### Fragment dokumentu
We wtorek natomiast - jak zapowiedział - rząd podejmie decyzje, które "dadzą ludziom gwarancje, że ich domy zostaną odbudowane".
Nie chcę nieodpowiedzialnie mówić, ile to będzie pieniędzy, ale chcę odpowiedzialnie powiedzieć, że mieszkańcy na pewno nie zostaną sami z tym dramatem - powiedział szef rządu.
Tusk podkreślił, że z jego informacji wynika, iż obecnie zapewnione są "elementarne potrzeby" ofiar nawałnicy na najbliższe kilka, kilkanaście godzin: woda, jedzenie, dach nad głową. Zapowiedział, że jeśli będzie potrzeba, "będziemy szybko dysponowali mieszkaniami kontenerowymi".
Dodał, że po rozmowach z mieszkańcami wie, że najbardziej potrzebują oni pewności, że nie zostaną sami za tydzień, czy za dwa tygodnie.
Dlatego - powiedział premier - za tydzień sytuację na miejscu sprawdzi wicepremier i szef MSWiA Grzegorz Schetyna - który w sobotę towarzyszy premierowi na terenach, które ucierpiały w wyniku nawałnic - a sam Tusk za miesiąc ponownie przyjedzie do Sieroniowic, sprawdzić osobiście "jak to jest".
Tusk zapowiedział, że szacowanie strat poszczególnych gospodarstw i ludzi będzie robione bardzo starannie. Będziemy starali się trafić z pomocą bardzo dokładnie, żeby ona trafiła w tej ilości, w jakiej jest niezbędna, dokładnie do ludzi, a nie żeby wędrowała gdzieś po urzędach. Szacować chcemy każdy przypadek z osobna, a nie abstrakcyjne straty na poziomie województwa- tłumaczył.
"Nie zabraknie sił, ani środków"
Premier obiecał mieszkańcom, że "nie zabraknie sił, ani środków", aby jak najszybciej usunąć skutki piątkowej nawałnicy. Mieszkańcy prosili premiera o osobiste zaangażowanie oraz szybki powrót do Sieroniowic, aby skontrolować postęp prac.
Tusk starał się porozmawiać z jak największa liczbą osób i osobiście zapytać ich jakie mają najpilniejsze potrzeby. Mieszkańcy narzekali m.in. na brak prądu i początkowy brak wody, ale pytani przez Tuska czego konkretnie potrzebują, przyznawali, że w tej chwili mają "to czego najbardziej potrzebują w tych trudnych chwilach". Na wieś od rana przyjeżdżali prywatni przedsiębiorcy oferując bezpłatnie pomoc, w tym m.in. plandeki i folie a nawet wypożyczenie ciężkiego sprzętu.
Jeden z mieszkańców, którego zniszczony dom oglądał premier, powiedział, że budynki były ubezpieczone, ale ludzie i tak sami nie dadzą sobie rady. Ważne żeby ta pomoc faktycznie była, też jak pana już nie będzie - mówił mężczyzna. Tusk obiecał mieszkańcom, że osobiście za miesiąc odwiedzi miejscowość, aby zobaczyć czy pomoc faktycznie nadeszła.

[Wiersze z konturami]
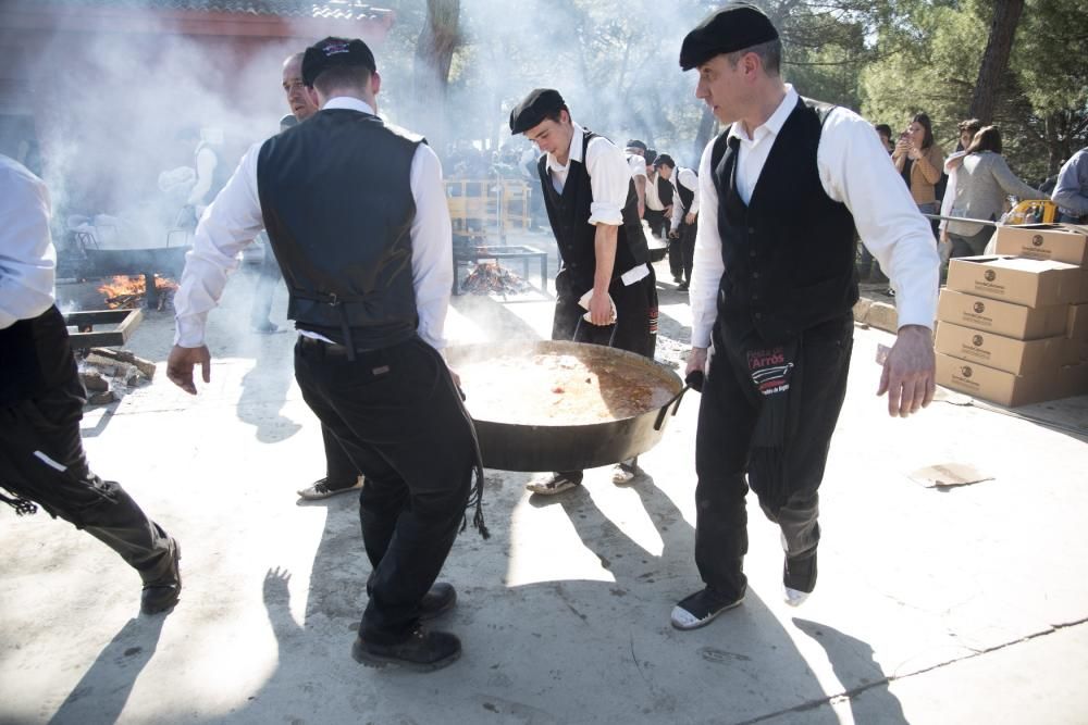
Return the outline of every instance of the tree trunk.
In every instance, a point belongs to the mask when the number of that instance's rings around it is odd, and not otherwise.
[[[460,45],[460,0],[426,0],[426,20],[416,43],[413,122],[431,148],[445,157],[446,89],[454,51]]]
[[[970,110],[967,111],[969,117],[978,118],[982,125],[989,125],[993,121],[998,89],[1002,76],[1009,68],[1013,36],[1016,35],[1016,25],[1023,11],[1024,0],[999,0],[993,3],[990,37],[986,41],[982,63],[978,68],[978,82],[970,99]]]

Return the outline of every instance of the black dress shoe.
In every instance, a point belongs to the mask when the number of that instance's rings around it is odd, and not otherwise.
[[[182,560],[182,548],[174,537],[170,537],[170,555],[173,558],[170,571],[161,579],[144,585],[139,603],[144,614],[165,612],[176,604],[177,598],[182,596],[182,570],[178,564]]]
[[[452,610],[456,603],[457,589],[454,589],[454,585],[448,582],[435,582],[419,603],[419,618],[433,620]]]
[[[461,655],[461,640],[448,632],[417,628],[408,639],[396,645],[375,645],[362,636],[355,638],[351,657],[371,667],[399,664],[417,672],[433,672],[452,664]]]

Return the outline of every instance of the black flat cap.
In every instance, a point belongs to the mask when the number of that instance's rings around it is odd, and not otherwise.
[[[778,39],[778,30],[762,10],[730,2],[688,34],[680,47],[680,67],[690,71],[715,55],[733,53]]]
[[[510,111],[510,133],[524,134],[527,130],[567,108],[562,96],[554,88],[534,88],[526,100]]]
[[[378,71],[374,53],[370,52],[362,40],[327,37],[306,49],[302,55],[302,83],[312,86],[323,71],[336,65],[367,68],[371,73]]]

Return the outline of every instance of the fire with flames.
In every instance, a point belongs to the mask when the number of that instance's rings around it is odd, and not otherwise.
[[[173,299],[177,283],[170,277],[154,275],[156,309],[163,310]],[[98,288],[98,291],[106,297],[106,307],[110,310],[121,308],[133,309],[139,307],[147,295],[147,285],[144,275],[129,277],[127,275],[116,275],[110,282]]]

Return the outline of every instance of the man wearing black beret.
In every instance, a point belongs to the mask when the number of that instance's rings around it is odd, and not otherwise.
[[[359,496],[370,601],[359,662],[431,671],[460,655],[423,618],[454,605],[435,583],[482,468],[471,420],[440,349],[453,285],[449,211],[438,158],[378,116],[381,76],[362,40],[306,50],[302,83],[320,107],[255,145],[201,220],[174,297],[166,375],[196,393],[210,380],[208,311],[234,259],[267,228],[299,333],[295,379],[306,403],[366,476]]]
[[[899,335],[877,392],[895,416],[934,396],[939,259],[929,224],[873,127],[801,98],[780,63],[778,30],[740,2],[706,18],[680,50],[681,67],[698,70],[695,96],[726,129],[698,171],[688,372],[706,372],[695,441],[695,564],[705,587],[672,610],[679,629],[744,598],[749,486],[781,527],[787,602],[800,604],[816,586],[817,489],[853,340],[855,227],[898,290]]]
[[[562,96],[552,88],[533,90],[510,112],[510,132],[524,134],[544,152],[536,170],[562,261],[552,339],[610,343],[652,359],[657,280],[623,152],[571,121]],[[636,461],[623,461],[613,480],[628,483],[638,473]],[[581,471],[567,471],[528,488],[549,496],[581,483]]]

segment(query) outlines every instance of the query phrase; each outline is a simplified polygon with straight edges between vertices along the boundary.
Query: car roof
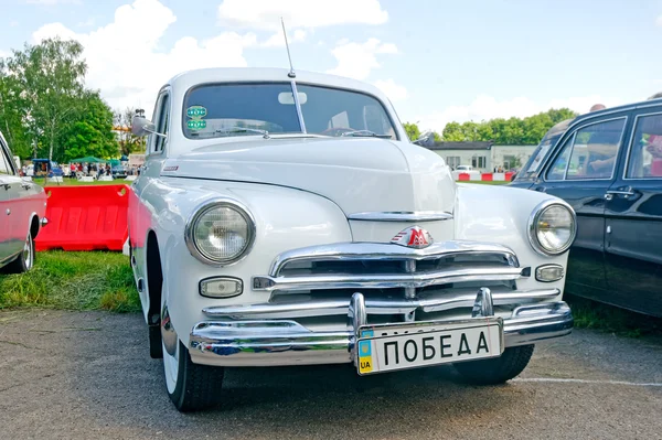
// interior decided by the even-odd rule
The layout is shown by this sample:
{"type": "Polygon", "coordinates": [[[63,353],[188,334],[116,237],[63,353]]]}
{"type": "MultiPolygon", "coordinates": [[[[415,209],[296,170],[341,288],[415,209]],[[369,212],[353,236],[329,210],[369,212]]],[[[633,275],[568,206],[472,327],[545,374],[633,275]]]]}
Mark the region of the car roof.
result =
{"type": "Polygon", "coordinates": [[[639,108],[658,107],[658,106],[662,106],[662,97],[641,100],[641,101],[632,103],[632,104],[624,104],[622,106],[605,108],[602,110],[589,111],[587,114],[579,115],[575,119],[573,119],[573,121],[568,125],[568,128],[575,126],[576,124],[578,124],[580,121],[584,121],[587,119],[592,119],[592,118],[599,118],[600,116],[604,116],[604,115],[618,114],[618,112],[622,112],[622,111],[636,110],[639,108]]]}
{"type": "Polygon", "coordinates": [[[216,67],[199,68],[183,72],[172,77],[168,84],[175,88],[189,89],[201,84],[213,83],[246,83],[246,82],[291,82],[308,83],[337,88],[349,88],[380,97],[387,101],[386,96],[372,84],[356,79],[345,78],[338,75],[329,75],[317,72],[296,71],[296,77],[288,76],[287,68],[277,67],[216,67]]]}

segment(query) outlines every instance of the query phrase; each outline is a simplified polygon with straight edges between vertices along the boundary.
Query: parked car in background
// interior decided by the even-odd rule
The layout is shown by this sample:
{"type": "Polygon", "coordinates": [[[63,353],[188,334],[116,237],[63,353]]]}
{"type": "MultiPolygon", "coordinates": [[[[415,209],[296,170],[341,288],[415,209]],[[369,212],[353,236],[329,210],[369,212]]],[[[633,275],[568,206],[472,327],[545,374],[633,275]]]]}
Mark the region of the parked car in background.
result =
{"type": "Polygon", "coordinates": [[[511,185],[577,213],[569,292],[662,316],[662,98],[559,124],[511,185]]]}
{"type": "Polygon", "coordinates": [[[49,159],[32,159],[35,178],[63,178],[64,171],[57,162],[49,159]]]}
{"type": "Polygon", "coordinates": [[[469,174],[469,176],[478,176],[478,180],[480,180],[480,171],[478,171],[477,169],[474,169],[471,165],[458,165],[456,167],[455,171],[452,171],[452,178],[455,180],[459,179],[460,174],[469,174]]]}
{"type": "Polygon", "coordinates": [[[115,165],[110,169],[110,173],[113,179],[126,179],[129,172],[125,165],[115,165]]]}
{"type": "Polygon", "coordinates": [[[573,326],[575,214],[549,194],[456,185],[376,87],[270,68],[192,71],[157,98],[129,244],[150,353],[180,410],[224,367],[453,363],[520,374],[573,326]],[[228,104],[232,103],[232,104],[228,104]],[[348,324],[349,322],[349,324],[348,324]]]}
{"type": "Polygon", "coordinates": [[[44,190],[24,181],[0,132],[0,270],[24,272],[34,265],[34,239],[45,224],[44,190]]]}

### Cel zadania
Dopisz dalszy ciąg relacji z wizyty premiera w Sieroniowicach po nawałnicy, zaczynając po jej ostatnim zdaniu.

### Wynik zadania
Szef rządu oglądał zburzone budynki, rozmawiał z mieszkańcami, pocieszał ich. Uściskał starszego mężczyznę, który rozpłakał się opowiadając jak zniszczony został jego dobytek. Tusk podziękował też pracującym na miejscu strażakom.
Straty wyniosą co najmniej kilkadziesiąt mln zł
Tymczasem wojewoda opolski Ryszard Wilczyński zapowiedział, że jest gotów uruchomić natychmiast bez zgody rządu 4 mln zł ze środków województwa. Wojewoda zaznaczył, że straty cały czas są szacowane, ale ze wstępnych ustaleń wynika, że wyniosą one co najmniej kilkadziesiąt mln zł.
Wcześniej wicepremier, minister spraw wewnętrznych i administracji Grzegorz Schetyna odwiedził pobliskie Balcarzowice, które w piątkowej nawałnicy ucierpiały najprawdopodobniej najbardziej.
Firmy ubezpieczeniowe szacują straty
Pytane przedstawicielki jednej z firm ubezpieczeniowych, które od rana odwiedzały wsie i zbierały zgłoszenia o zniszczeniach, przyznały, że w samych Balcarzowicach zebrały ok. 30 zgłoszeń. Ale to jeszcze nie wszystko. Dzisiaj wielu ludzi nie ma. Są u rodzin albo bardzo intensywnie pracują - mówiła jedna z nich.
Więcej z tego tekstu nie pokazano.